**Short exercise:** Could you copy every line between the line holding "Wildlife camera-trap request: tag the black glossy" and the line holding "point(163, 115)", inclusive, keeping the text lines unchanged but offsetting each coordinate in the answers by 16?

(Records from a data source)
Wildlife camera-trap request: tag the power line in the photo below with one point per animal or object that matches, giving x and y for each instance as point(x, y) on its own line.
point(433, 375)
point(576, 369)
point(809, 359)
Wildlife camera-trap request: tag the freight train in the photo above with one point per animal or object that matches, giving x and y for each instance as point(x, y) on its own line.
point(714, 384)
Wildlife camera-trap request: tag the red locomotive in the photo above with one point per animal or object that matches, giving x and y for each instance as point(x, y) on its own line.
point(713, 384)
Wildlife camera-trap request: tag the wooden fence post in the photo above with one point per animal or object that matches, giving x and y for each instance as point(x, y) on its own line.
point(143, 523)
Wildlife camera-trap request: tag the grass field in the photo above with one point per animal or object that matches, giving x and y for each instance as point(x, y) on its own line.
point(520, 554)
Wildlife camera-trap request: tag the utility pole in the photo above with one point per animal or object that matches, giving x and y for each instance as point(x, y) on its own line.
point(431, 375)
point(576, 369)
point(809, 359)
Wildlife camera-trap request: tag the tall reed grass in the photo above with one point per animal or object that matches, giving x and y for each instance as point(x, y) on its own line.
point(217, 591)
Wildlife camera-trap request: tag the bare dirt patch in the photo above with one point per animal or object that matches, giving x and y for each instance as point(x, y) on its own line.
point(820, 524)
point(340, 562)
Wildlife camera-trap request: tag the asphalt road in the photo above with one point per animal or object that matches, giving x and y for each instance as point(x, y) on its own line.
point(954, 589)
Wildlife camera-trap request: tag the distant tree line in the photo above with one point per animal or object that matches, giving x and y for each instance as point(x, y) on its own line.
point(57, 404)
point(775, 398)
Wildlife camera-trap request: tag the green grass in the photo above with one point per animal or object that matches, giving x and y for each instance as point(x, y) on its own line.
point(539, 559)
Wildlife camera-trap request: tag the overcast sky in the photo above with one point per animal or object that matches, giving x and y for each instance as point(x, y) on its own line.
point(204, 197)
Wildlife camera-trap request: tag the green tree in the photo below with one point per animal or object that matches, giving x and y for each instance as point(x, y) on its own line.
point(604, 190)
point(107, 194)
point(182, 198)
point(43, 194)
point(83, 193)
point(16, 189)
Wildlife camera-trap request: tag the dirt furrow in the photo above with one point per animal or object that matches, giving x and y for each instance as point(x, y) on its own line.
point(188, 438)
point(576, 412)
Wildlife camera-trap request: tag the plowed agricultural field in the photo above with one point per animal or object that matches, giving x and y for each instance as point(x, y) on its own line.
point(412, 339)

--

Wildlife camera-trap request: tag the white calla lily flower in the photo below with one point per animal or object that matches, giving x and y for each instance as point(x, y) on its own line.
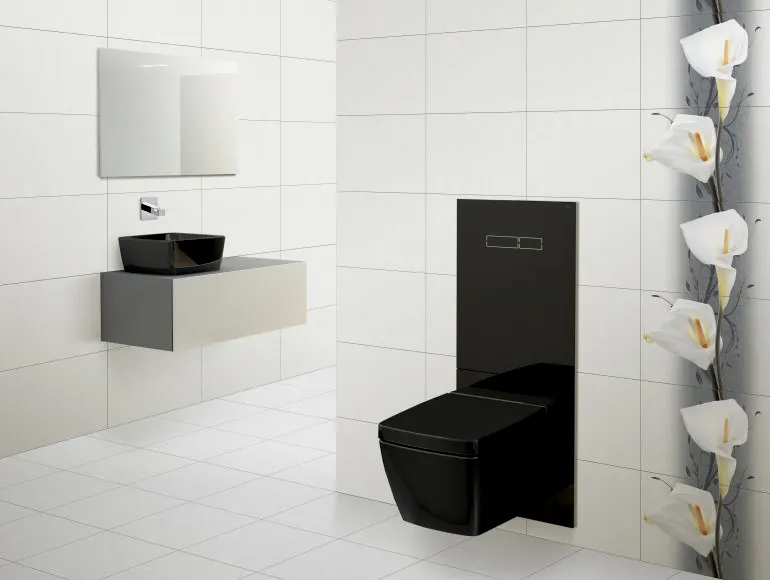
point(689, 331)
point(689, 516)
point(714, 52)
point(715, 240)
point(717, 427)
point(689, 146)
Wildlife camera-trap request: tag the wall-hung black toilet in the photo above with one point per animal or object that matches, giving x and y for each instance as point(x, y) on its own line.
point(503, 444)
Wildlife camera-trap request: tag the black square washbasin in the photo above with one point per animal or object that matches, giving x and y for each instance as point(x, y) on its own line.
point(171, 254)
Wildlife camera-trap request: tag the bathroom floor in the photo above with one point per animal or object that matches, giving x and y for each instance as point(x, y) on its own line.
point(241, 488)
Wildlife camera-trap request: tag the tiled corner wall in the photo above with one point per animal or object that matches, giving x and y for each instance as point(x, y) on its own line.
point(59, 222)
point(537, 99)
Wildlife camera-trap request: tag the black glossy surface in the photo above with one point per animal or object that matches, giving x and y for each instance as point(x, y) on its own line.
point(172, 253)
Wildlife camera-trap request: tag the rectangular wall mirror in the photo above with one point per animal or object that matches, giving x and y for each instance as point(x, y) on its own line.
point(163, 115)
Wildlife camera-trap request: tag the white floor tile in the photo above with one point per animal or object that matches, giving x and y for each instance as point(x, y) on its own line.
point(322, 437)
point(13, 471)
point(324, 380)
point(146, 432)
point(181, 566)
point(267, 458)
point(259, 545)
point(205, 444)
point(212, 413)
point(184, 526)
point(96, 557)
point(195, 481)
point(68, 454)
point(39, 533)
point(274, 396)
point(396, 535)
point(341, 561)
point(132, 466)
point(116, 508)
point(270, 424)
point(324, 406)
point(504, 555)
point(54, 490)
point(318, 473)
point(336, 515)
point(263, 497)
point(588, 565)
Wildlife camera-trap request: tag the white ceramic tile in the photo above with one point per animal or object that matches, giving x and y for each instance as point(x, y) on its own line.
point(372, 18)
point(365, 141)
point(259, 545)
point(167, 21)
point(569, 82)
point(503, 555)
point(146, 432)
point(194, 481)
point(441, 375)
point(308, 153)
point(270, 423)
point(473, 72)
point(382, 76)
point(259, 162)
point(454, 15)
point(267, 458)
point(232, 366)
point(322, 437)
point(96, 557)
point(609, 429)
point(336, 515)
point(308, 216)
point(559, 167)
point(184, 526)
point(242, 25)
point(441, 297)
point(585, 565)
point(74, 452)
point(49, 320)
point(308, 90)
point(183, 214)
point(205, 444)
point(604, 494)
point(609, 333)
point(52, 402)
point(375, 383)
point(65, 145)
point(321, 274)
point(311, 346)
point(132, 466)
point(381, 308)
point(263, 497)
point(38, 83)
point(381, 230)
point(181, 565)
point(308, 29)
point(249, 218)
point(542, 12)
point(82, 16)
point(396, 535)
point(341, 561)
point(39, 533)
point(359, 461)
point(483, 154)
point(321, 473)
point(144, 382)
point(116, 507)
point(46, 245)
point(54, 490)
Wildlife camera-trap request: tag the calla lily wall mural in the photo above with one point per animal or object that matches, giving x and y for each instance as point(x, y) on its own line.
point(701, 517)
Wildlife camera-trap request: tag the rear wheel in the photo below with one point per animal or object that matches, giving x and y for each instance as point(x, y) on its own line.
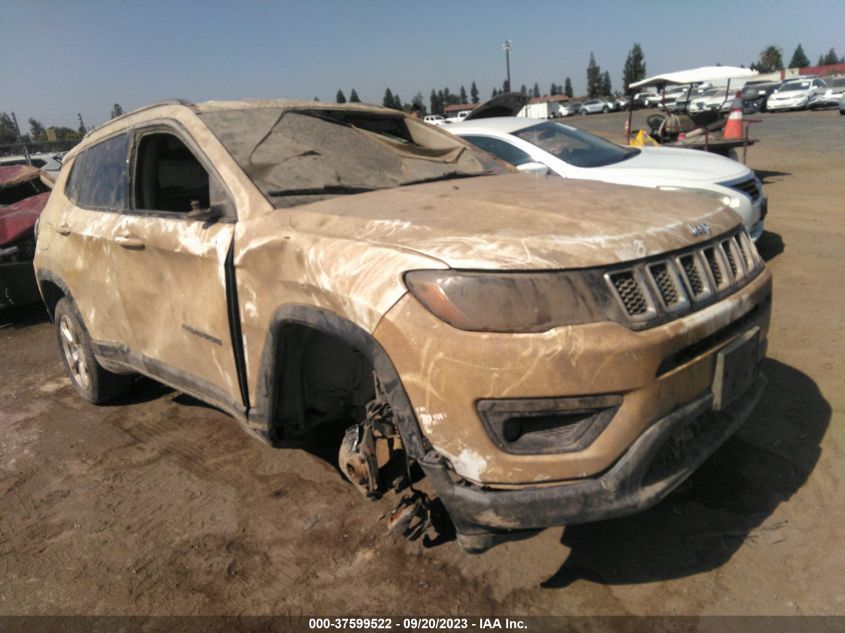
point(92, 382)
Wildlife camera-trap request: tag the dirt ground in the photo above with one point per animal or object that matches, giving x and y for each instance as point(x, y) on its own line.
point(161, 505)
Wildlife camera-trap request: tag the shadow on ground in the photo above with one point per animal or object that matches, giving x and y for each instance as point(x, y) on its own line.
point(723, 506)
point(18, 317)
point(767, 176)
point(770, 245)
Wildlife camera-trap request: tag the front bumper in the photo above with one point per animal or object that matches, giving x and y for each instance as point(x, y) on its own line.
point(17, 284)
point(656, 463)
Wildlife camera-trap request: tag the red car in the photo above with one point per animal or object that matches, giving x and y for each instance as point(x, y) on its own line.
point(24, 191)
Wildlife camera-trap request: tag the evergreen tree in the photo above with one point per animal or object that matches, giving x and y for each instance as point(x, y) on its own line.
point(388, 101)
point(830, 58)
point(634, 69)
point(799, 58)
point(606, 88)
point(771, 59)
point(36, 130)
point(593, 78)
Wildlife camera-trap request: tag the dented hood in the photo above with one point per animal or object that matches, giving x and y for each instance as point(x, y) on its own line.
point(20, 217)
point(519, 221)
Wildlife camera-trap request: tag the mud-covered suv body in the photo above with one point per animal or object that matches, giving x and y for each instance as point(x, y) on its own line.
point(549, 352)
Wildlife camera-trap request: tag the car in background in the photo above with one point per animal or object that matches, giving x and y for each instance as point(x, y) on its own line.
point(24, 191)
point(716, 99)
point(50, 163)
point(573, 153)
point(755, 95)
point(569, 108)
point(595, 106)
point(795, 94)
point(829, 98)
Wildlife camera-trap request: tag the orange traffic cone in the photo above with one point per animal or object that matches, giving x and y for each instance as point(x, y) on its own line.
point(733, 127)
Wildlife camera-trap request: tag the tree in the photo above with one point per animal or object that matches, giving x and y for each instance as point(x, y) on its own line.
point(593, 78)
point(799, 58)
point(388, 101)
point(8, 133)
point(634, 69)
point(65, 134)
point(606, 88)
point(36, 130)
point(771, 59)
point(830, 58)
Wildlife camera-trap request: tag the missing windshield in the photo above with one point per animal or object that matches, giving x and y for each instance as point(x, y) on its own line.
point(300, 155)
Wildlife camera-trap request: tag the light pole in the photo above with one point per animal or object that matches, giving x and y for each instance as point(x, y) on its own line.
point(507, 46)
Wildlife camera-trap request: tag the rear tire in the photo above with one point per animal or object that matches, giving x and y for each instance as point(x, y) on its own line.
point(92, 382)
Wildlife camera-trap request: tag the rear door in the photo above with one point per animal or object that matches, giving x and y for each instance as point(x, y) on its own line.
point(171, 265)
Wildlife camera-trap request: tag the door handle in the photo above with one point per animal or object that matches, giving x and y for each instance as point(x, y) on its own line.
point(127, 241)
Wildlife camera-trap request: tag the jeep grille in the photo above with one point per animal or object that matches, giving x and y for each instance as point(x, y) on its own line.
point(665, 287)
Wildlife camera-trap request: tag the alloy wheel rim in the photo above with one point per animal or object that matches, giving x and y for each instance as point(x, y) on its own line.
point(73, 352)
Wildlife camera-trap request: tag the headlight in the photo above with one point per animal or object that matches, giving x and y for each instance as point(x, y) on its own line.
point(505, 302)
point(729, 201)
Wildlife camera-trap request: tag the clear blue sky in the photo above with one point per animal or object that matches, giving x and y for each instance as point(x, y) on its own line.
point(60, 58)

**Correct response:**
Wildlife camera-trap request: tag the black glossy surface in the photo above with one point per animal or object that matches, giving x and y for each instance as point(x, y) on its own line.
point(188, 269)
Wildlife camera-trap request: tag the rectangular wall mirror in the photo above with one point per animal or object that matches, giving x and y for each instance as point(x, y) on its own line.
point(179, 131)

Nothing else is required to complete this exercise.